=== TEXTO EXTRAÍDO ===
....................

22 janeiro 2011

EQUIDISTANTES, DISTANTES AQUI


Haverá mesmo igualdade entre as distâncias?

Ilustração e texto: Paola Benevides


Por esses dias li uma reportagem sobre a bem-sucedida cirurgia separatória de gêmeas siamesas e senti alívio por elas, a não ser pela ausência de pernas: sendo uma para cada. Os órgãos ao menos estão proporcionais, podendo mantê-las vivas por um bom tempo. Diferentemente se atingisse os cérebros, pois basta tocar a massa encefálica e ninguém sobrevive. Assim como as ideias. Meta o dedo na ferida do pensamento e se prepare para o choque, é crasso. Creio que essas irmãzinhas, se convivessem mesmo lado a lado, não se suportariam, por tamanhas diferenças e necessidades. Por mais que se sustentassem às custas de um circo fazendo freak shows ou mesmo se valessem da mídia, com sua tara por explorar as bizarrices mais diversas, da mesma maneira elas sofreriam da mútua náusea.

Vamos falar de eutanásia? Se meus eus andam espalhados pela Ásia ou África ou América ou por outros continentes que começam com a letra A, não sei. Latina, geograficamente estou situada no Ceará, você em São Paulo, minha família no Rio (sem desmoronar com as enchentes) e meu vizinho de baixo tomou um elevador-à-jato, descendo até o Japão, descendendo até do Alemão mais abrasileirado de Santa Catarina dos quintos andares dos infernos da pedra da galinha choca, onde Judas perdeu as botas do gato de Alice in chains. Mas um dia ainda virá novo furacão e este deixará o Katrina no chinelo quando, enfim, todos comungarão em paz no País das Maravilhas, de outro mundo, da Lua, no ano de 2012 em diante.

....................

=== MATERIAL SELECIONADO ===
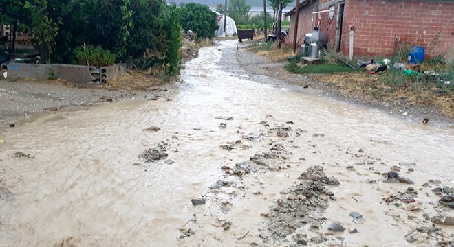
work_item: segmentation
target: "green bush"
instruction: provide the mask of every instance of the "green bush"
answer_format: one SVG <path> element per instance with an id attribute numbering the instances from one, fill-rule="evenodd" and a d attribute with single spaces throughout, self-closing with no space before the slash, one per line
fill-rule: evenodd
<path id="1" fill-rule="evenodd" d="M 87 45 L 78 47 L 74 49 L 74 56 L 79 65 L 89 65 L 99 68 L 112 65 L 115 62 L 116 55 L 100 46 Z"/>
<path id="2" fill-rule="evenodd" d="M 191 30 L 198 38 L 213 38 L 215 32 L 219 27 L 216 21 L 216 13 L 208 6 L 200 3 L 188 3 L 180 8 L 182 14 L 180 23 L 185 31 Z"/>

....................

=== TAREFAS A REALIZAR ===
1/ Responda, com base na crônica, a cada pergunta abaixo:
(a) Quem assina a ilustração e o texto?
(b) Em que cidade a crônica situa a família de quem narra?
(c) A partir de que ano, segundo a crônica, todos comungarão em paz?
2/ Liste todos os continentes mencionados pelo nome na crônica.
3/ Por favor, traduza para o inglês esta frase da crônica: "Haverá mesmo igualdade entre as distâncias?"

=== RESULTADOS DO EXERCÍCIO ===
1/
(a) Paola Benevides.
(b) No Rio.
(c) A partir de 2012.

2/ Ásia, África, América

3/ Is there really equality between the distances?